YOUR INSTRUCTIONS: Return the records exactly as they are.

SUPPLIED DATA:
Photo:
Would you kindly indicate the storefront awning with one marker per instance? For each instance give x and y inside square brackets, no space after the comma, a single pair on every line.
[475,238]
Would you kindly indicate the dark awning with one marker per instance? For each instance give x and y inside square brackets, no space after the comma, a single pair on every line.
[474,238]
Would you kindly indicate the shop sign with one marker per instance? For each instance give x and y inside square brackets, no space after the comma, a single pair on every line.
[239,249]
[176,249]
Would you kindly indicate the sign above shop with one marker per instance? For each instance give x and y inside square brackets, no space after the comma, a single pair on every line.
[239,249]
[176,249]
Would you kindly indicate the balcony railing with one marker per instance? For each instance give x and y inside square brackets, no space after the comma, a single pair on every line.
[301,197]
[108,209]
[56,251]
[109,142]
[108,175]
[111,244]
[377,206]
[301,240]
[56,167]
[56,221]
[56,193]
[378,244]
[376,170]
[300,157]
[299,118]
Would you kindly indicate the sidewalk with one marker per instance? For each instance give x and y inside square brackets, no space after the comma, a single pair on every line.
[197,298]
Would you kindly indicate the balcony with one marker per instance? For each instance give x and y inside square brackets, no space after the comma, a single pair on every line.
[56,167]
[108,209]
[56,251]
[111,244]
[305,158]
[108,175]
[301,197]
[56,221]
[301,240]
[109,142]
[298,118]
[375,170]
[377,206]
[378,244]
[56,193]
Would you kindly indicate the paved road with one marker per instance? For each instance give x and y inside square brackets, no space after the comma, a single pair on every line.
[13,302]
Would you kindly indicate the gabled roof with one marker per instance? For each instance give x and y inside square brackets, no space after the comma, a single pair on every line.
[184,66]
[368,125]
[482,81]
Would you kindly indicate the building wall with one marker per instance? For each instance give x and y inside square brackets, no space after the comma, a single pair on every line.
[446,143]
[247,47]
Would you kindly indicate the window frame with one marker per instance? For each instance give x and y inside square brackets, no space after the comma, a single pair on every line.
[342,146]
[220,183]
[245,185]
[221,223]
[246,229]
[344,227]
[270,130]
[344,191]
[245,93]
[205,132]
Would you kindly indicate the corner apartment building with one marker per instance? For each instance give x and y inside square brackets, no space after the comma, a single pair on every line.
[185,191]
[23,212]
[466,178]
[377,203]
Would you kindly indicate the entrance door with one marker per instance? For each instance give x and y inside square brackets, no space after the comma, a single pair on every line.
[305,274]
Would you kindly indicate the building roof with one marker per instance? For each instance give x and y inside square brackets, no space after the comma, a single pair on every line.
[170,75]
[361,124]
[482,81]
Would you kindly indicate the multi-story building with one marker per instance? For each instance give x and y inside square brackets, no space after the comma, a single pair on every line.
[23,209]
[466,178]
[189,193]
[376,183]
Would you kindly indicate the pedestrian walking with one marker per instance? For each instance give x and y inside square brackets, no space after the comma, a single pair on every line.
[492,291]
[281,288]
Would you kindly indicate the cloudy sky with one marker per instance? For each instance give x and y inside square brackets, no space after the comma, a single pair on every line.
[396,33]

EXERCISE SOLUTION:
Photo:
Would you kindly indicate the storefront awning with one marker per instance? For each instance give x and y inside square brackets, no space after the comma, a single pair on every line.
[475,238]
Would you kindly indicate the dark awning with one marker per instance? For each instance give x and y inside square brackets, no space after the comma, a single pair on every line.
[474,238]
Would you kindly indicate the shop sign with one marker per instance? For each instance give x and y inside square brackets, no space after the comma, a single pair on every line.
[239,249]
[176,249]
Would you kindly indicate the sign above shop with one marker per instance? For each instance give x and y inside square brackets, no space after the comma, a single pair on every line.
[239,249]
[176,249]
Would you kindly indicate the balcony railing with one marker per instance? For each instance give x and y inside square brackets, no space after the comma, a single pair on every line.
[301,197]
[108,209]
[56,251]
[109,142]
[108,175]
[111,244]
[377,206]
[301,240]
[56,167]
[56,221]
[56,193]
[378,244]
[376,170]
[300,157]
[299,118]
Would you kindly indicate the sidewalk with one marker per instance? For each instance give x and y inside square brackets, no space after the comma, a single pair on every line.
[197,298]
Would you kindly indicate the balcony with one marker per instance? For each instance give x and y inside square brackets, no space after the comma, a single pair on every line.
[56,167]
[108,209]
[56,251]
[111,244]
[305,158]
[108,175]
[301,197]
[56,221]
[301,240]
[109,142]
[298,118]
[375,170]
[377,206]
[378,244]
[56,193]
Would you kindly indicate the paved road with one marker per instance? For each instance give x and y inside square brackets, no space after the comma, a single pair on every line.
[13,302]
Would you kindly indicate the gabled roof with one marker per instance? For each instance give x and y inside square brackets, no space after the comma, a single pair on every line.
[184,66]
[368,125]
[482,81]
Would you kindly indicate the building wall with one marker per instance? For each instance give x and y inside square brackets, no space after the comma, a single pair on every line.
[446,143]
[247,47]
Would you kindly indicate the window frame with one marker per instance? For each instance give x and y inside square brackets, no space after the comma, a single pair on every line.
[342,146]
[220,183]
[245,185]
[221,223]
[246,229]
[344,227]
[270,130]
[344,191]
[245,93]
[205,132]
Would you kindly indicate the corner apartment building with one marker per instance? For each instance give x and y inside square brackets, no space after the comma, a single pair on every line.
[185,191]
[23,212]
[466,178]
[377,203]
Would you kindly indicate the entrance door with one marker per instance? For each instance give x and y inside square brackets, no space after the comma, a single pair on every line.
[305,274]
Would you kindly indicate the building roof with one marker per instance? For each instance give x and y inside square brackets, no space after the comma, a single pair on every line.
[170,75]
[361,124]
[482,81]
Would you kindly indicate the multi-story building with one marker per instance? For each instance give x and y inside square brackets, no space after the comma, a single pair on every line.
[23,209]
[466,178]
[189,193]
[376,183]
Would you kindly indicate the pedestrian walking with one marker per instance? For each instance give x and y inside square brackets, no space after the comma, a single pair on every line.
[492,291]
[281,288]
Would you kindly indicate the cloudy sky with one marker per instance? For each instance give x and y inside square brackets, no space after the comma, a single pair on every line.
[396,33]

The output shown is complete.